TASK DETAILS:
Set down exactly the lines that run from the line with "Please mark the region of the blurred" to the end of the data, and nothing else.

Outline entries for images

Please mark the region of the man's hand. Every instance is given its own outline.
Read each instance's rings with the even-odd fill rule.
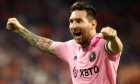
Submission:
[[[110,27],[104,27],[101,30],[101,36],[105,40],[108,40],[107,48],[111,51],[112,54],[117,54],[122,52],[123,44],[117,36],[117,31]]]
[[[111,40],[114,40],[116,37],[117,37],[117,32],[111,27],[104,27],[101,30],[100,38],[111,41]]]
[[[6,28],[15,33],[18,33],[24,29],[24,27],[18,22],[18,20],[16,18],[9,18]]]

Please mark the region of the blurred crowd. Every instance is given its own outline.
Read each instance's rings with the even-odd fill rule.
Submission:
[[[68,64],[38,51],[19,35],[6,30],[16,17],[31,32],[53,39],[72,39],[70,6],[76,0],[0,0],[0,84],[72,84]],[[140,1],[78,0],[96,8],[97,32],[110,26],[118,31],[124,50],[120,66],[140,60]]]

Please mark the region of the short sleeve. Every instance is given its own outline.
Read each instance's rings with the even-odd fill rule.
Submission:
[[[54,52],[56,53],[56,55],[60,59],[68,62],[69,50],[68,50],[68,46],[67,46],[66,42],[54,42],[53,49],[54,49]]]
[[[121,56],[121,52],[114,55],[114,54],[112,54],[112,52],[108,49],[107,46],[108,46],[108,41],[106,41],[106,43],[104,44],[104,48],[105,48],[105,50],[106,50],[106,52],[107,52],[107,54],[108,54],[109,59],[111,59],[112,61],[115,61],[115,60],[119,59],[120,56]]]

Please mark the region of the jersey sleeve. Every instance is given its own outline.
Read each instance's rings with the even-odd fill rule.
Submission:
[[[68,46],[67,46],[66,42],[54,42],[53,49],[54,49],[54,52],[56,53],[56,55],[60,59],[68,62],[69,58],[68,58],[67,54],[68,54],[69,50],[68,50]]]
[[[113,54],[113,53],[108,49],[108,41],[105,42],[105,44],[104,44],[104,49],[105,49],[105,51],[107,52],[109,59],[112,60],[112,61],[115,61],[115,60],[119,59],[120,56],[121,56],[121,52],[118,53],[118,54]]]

THE COMPLETED TASK:
Please mark the region of the blurred crowd. Every instance is given its own outline.
Read each instance's rings with the even-odd fill rule.
Submission:
[[[68,64],[38,51],[19,35],[6,30],[16,17],[31,32],[53,39],[72,39],[70,6],[76,0],[0,0],[0,84],[72,84]],[[140,1],[78,0],[96,8],[97,32],[110,26],[118,31],[124,50],[120,66],[140,60]]]

Please mark the region of the short sleeve. Every instance is given its own outline.
Read each instance's rings with the even-odd fill rule.
Submission:
[[[54,52],[56,53],[56,55],[60,59],[68,62],[69,50],[68,50],[68,46],[67,46],[66,42],[54,42],[53,49],[54,49]]]
[[[121,56],[121,52],[114,55],[114,54],[112,54],[112,52],[108,49],[107,46],[108,46],[108,41],[106,41],[106,43],[104,44],[104,48],[105,48],[105,50],[106,50],[106,52],[107,52],[107,54],[108,54],[109,59],[111,59],[112,61],[115,61],[115,60],[119,59],[120,56]]]

Please mark the region of the jersey sleeve. Every instance is given its own outline.
Read each instance's rings with the even-odd fill rule.
Submission:
[[[68,46],[67,46],[66,42],[54,42],[53,49],[54,49],[54,52],[56,53],[56,55],[60,59],[68,62],[69,58],[68,58],[67,54],[68,54],[69,50],[68,50]]]
[[[113,54],[113,53],[108,49],[108,41],[105,42],[105,44],[104,44],[104,49],[105,49],[105,51],[107,52],[109,59],[112,60],[112,61],[115,61],[115,60],[119,59],[120,56],[121,56],[121,52],[118,53],[118,54]]]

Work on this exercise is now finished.